╭──

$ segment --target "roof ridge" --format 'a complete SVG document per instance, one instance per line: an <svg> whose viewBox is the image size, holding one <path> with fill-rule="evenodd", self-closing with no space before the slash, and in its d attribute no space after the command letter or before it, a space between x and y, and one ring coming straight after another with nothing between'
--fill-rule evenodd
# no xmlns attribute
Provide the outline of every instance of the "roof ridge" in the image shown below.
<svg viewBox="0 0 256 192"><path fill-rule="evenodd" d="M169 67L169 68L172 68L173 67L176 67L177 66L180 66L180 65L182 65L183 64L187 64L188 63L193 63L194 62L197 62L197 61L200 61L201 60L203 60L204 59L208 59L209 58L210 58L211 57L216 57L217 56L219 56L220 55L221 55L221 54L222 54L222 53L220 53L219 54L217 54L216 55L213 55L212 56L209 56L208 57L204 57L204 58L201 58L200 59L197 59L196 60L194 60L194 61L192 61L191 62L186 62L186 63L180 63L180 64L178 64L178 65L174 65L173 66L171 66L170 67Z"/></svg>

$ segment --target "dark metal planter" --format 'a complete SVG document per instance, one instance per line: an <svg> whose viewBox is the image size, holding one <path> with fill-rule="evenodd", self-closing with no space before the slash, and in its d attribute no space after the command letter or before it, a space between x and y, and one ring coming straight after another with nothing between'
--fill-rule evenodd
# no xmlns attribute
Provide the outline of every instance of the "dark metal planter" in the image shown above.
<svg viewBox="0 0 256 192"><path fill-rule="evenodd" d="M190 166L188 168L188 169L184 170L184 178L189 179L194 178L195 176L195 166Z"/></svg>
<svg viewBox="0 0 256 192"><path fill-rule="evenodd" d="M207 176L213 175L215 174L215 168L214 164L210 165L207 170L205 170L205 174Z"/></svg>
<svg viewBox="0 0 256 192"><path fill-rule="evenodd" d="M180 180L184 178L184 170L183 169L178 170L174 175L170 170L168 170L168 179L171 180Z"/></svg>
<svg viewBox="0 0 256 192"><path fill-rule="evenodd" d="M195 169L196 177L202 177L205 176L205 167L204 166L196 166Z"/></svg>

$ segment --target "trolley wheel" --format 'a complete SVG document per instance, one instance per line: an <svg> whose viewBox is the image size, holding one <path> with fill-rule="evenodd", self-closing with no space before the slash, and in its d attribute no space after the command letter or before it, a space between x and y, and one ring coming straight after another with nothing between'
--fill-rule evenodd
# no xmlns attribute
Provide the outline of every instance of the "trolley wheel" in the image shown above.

╰──

▶ Given request:
Each record must be repeated exactly as it is.

▶ Final answer:
$ segment --target "roof ridge" --format 'a complete SVG document per instance, one instance per line: an <svg> whose viewBox is the image size, holding one <path> with fill-rule="evenodd", self-closing with no space before the slash, and in its d attribute no space after the command letter or before it, a space between x and y, and one ring coming straight after another with nothing between'
--fill-rule evenodd
# no xmlns attribute
Provide the outline of every instance of the "roof ridge" in the image shown below.
<svg viewBox="0 0 256 192"><path fill-rule="evenodd" d="M169 67L169 68L172 68L173 67L176 67L177 66L180 66L180 65L182 65L183 64L187 64L188 63L193 63L194 62L197 62L197 61L200 61L201 60L203 60L204 59L208 59L209 58L210 58L211 57L216 57L217 56L219 56L220 55L221 55L221 54L222 54L222 53L220 53L219 54L217 54L216 55L213 55L212 56L209 56L208 57L204 57L204 58L201 58L200 59L197 59L196 60L194 60L194 61L192 61L191 62L186 62L186 63L180 63L180 64L178 64L178 65L174 65L173 66L171 66L170 67Z"/></svg>

$ segment --target "dark metal planter" --format 'a complete SVG document per instance, one instance per line: an <svg> whose viewBox is the image size, holding one <path> with fill-rule="evenodd", self-closing with no space before the slash, and in its d attribute no space after the command letter or before it, a space between x and y, and one ring coming straight after another with nothing between'
--fill-rule evenodd
# no xmlns attribute
Provide the outline of every instance of the "dark metal planter" in the image shown above.
<svg viewBox="0 0 256 192"><path fill-rule="evenodd" d="M190 166L188 168L188 169L184 170L184 178L189 179L194 178L195 176L195 166Z"/></svg>
<svg viewBox="0 0 256 192"><path fill-rule="evenodd" d="M207 176L213 175L215 174L215 168L214 164L210 165L207 170L205 170L205 174Z"/></svg>
<svg viewBox="0 0 256 192"><path fill-rule="evenodd" d="M180 180L184 178L184 170L183 169L178 170L174 175L170 170L168 170L168 179L171 180Z"/></svg>
<svg viewBox="0 0 256 192"><path fill-rule="evenodd" d="M195 169L196 177L202 177L205 176L205 167L204 166L196 166Z"/></svg>

$ segment --target "trolley wheel" --format 'a complete SVG document per instance, one instance per line: an <svg> whose viewBox is the image size, holding one <path> with fill-rule="evenodd", self-closing with no space before the slash, and in its d attribute no space after the command letter or before it, a space between x and y, and one ring coming straight after another with nothing between'
--fill-rule evenodd
# no xmlns attribute
Provide the outline of every instance of the "trolley wheel" in the image shown above.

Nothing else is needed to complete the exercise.